▽

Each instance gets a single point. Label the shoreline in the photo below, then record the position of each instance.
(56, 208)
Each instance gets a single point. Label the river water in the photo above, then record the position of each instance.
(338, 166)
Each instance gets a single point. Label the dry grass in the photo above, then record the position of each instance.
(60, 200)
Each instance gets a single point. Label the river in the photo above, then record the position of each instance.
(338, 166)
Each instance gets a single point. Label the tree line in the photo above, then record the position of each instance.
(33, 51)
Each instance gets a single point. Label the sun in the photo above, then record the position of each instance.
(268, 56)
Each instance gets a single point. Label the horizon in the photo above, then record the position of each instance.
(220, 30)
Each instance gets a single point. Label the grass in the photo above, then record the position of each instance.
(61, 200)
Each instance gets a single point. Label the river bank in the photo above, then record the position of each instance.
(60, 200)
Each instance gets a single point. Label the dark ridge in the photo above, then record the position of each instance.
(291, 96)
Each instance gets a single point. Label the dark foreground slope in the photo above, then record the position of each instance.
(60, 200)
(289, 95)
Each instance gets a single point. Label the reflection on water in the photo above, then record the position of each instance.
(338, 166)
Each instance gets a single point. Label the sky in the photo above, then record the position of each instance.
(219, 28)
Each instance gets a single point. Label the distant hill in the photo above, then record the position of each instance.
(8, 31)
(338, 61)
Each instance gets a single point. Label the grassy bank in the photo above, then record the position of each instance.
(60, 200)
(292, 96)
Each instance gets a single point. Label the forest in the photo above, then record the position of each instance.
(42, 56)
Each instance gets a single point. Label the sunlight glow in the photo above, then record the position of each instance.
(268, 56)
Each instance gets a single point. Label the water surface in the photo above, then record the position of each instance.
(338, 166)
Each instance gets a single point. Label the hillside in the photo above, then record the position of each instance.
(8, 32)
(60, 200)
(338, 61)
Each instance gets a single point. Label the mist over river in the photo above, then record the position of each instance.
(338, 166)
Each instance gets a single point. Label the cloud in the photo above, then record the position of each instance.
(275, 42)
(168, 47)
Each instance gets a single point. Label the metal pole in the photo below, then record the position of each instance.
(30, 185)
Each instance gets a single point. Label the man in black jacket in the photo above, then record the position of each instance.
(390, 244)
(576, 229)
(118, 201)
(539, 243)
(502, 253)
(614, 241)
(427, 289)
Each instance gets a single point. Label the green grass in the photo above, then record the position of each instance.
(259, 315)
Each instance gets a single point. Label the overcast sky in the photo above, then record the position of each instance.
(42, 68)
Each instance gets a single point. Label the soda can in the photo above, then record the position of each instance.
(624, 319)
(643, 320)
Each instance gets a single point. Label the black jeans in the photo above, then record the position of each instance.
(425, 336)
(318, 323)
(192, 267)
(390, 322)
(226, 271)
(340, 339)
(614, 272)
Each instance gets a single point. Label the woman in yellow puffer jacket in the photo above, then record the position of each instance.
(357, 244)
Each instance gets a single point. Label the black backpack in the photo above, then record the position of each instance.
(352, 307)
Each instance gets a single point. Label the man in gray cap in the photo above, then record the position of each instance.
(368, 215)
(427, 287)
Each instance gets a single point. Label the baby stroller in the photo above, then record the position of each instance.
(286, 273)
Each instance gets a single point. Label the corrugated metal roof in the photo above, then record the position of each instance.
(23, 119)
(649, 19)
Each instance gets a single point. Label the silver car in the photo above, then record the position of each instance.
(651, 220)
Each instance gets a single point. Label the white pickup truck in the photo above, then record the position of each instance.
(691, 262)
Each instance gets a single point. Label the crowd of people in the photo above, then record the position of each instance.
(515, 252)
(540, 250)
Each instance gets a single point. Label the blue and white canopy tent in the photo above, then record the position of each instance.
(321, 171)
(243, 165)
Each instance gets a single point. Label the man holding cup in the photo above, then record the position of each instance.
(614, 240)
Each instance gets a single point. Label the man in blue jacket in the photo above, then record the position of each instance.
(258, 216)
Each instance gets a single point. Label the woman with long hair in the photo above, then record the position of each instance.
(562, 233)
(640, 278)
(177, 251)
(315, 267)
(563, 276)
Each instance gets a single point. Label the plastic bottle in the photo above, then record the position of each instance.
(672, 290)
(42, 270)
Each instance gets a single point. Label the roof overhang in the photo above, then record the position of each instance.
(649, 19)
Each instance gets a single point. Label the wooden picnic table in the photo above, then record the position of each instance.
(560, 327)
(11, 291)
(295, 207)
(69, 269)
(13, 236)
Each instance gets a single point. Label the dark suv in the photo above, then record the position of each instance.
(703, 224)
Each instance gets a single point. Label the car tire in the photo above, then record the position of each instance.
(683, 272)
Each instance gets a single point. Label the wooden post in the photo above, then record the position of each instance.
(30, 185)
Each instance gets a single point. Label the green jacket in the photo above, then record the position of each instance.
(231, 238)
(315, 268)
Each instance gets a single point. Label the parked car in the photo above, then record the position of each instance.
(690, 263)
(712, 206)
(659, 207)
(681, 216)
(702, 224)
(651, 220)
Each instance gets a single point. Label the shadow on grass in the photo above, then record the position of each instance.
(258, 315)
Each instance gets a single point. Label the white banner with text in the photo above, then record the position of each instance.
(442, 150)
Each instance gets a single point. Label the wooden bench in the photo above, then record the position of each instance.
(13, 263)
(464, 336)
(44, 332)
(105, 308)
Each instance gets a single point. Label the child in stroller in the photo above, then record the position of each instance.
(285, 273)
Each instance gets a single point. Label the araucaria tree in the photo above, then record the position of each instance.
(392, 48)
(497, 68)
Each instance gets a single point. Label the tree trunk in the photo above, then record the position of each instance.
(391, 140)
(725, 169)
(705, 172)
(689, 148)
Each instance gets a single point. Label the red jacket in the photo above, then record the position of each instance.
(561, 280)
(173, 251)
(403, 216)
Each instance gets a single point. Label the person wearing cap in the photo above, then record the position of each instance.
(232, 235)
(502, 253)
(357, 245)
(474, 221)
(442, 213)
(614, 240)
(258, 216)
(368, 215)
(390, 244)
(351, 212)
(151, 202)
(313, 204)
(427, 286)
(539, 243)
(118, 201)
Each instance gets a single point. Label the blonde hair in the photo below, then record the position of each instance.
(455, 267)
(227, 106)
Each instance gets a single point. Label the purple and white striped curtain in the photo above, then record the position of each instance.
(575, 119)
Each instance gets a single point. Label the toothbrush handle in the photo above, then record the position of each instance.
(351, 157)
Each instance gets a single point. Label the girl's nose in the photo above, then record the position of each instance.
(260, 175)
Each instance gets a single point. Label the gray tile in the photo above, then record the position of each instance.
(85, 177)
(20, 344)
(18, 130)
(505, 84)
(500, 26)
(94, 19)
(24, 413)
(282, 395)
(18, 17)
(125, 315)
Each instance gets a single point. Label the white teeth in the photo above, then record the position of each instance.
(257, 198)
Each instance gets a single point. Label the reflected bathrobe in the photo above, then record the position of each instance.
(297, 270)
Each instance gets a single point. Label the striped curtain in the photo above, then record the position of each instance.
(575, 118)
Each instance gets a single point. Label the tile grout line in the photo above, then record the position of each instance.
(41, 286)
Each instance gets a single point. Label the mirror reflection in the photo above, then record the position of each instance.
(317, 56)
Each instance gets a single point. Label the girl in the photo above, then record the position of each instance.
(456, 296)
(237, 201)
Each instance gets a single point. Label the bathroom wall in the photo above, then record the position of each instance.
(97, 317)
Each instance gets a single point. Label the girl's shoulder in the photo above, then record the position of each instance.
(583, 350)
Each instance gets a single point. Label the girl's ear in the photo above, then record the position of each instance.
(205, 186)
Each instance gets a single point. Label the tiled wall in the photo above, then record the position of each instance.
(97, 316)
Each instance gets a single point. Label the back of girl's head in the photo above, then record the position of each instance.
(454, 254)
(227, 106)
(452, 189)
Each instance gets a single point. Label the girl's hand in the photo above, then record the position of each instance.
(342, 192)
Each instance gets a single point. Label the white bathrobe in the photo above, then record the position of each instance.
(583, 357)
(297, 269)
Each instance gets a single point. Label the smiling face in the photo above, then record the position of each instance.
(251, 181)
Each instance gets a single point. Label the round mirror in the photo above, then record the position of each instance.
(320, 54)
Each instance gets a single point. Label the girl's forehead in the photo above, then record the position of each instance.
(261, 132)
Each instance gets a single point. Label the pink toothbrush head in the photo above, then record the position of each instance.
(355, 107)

△
▽

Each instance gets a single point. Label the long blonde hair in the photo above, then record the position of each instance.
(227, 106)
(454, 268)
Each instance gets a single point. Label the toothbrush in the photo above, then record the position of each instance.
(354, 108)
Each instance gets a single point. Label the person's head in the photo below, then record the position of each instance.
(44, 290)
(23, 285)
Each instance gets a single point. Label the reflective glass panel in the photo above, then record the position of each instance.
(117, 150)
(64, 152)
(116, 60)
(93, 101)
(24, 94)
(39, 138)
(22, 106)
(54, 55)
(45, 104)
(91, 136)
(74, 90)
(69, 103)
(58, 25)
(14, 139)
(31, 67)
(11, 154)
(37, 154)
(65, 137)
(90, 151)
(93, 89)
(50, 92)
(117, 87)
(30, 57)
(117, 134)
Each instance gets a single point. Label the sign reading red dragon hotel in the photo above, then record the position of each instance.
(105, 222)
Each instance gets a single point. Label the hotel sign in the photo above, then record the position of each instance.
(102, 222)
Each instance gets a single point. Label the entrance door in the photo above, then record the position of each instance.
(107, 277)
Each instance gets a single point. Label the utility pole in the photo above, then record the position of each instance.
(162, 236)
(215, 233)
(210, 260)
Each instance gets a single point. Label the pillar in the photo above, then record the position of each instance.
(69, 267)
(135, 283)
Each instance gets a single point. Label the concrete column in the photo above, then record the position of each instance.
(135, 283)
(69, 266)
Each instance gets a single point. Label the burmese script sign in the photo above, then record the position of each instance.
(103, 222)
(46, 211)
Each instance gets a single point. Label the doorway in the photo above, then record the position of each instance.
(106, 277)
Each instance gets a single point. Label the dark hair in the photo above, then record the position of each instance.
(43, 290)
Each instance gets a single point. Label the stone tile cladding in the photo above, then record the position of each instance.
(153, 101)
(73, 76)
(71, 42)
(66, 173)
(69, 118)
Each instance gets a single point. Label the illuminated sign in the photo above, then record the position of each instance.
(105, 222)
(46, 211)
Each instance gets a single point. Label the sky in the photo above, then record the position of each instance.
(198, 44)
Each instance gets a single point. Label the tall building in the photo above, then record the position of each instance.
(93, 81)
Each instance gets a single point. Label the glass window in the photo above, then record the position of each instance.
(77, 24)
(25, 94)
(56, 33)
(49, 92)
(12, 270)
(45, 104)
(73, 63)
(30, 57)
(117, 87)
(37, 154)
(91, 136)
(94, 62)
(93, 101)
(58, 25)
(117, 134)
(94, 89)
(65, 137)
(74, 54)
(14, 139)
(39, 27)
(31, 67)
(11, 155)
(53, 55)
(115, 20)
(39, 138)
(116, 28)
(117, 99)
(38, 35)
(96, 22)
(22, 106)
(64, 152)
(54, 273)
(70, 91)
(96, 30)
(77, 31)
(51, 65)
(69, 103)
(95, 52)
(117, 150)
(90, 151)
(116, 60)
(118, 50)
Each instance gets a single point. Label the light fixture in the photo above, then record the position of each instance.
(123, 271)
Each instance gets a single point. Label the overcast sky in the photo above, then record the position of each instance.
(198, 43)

△
▽

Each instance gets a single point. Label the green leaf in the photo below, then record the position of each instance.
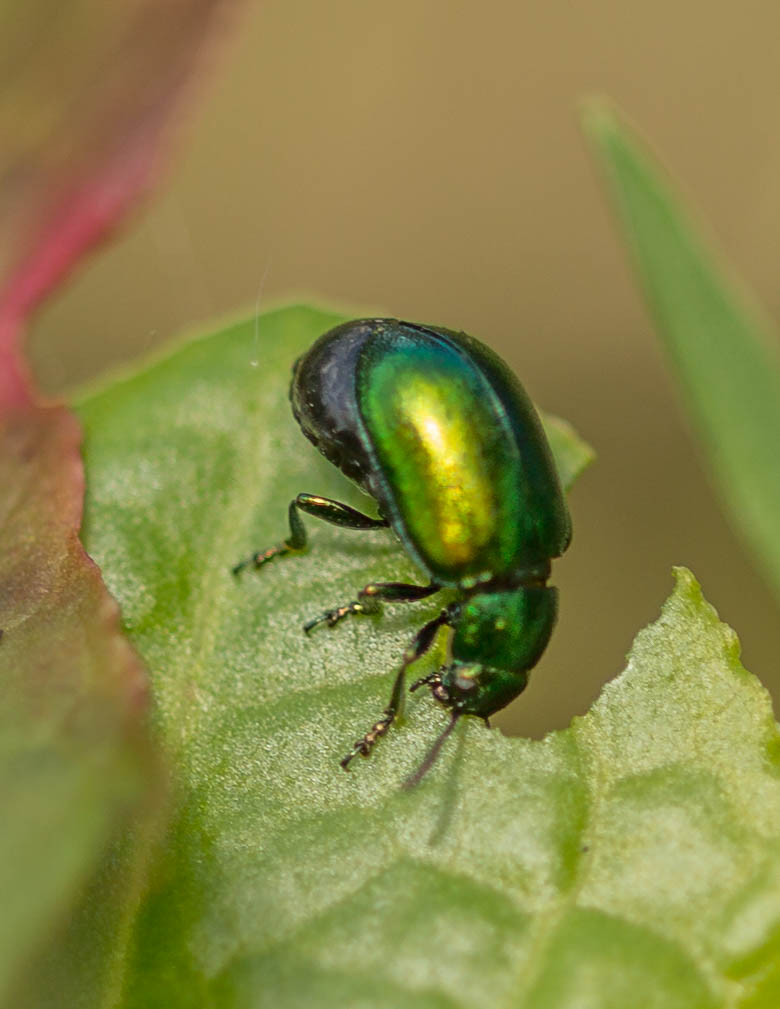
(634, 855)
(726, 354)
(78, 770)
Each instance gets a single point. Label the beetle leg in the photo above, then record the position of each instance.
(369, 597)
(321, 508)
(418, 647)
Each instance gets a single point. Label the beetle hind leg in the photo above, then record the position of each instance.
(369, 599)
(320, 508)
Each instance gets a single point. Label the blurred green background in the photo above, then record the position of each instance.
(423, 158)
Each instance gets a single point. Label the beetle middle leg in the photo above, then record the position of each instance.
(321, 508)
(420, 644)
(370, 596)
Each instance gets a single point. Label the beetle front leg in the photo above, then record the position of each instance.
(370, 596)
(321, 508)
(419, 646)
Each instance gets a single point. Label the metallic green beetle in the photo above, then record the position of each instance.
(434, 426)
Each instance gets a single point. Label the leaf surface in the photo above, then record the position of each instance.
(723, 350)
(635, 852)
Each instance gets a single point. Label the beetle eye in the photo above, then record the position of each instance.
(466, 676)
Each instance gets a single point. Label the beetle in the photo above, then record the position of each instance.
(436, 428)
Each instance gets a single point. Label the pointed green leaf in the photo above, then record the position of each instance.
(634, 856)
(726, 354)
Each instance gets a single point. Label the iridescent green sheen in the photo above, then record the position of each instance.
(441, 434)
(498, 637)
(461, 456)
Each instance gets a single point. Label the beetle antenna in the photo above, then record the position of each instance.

△

#### WHAT YOU SHOULD DO:
Please count the lines in the records above that contain the string "pole", and give only the number.

#### SOLUTION TO THE EXERCISE:
2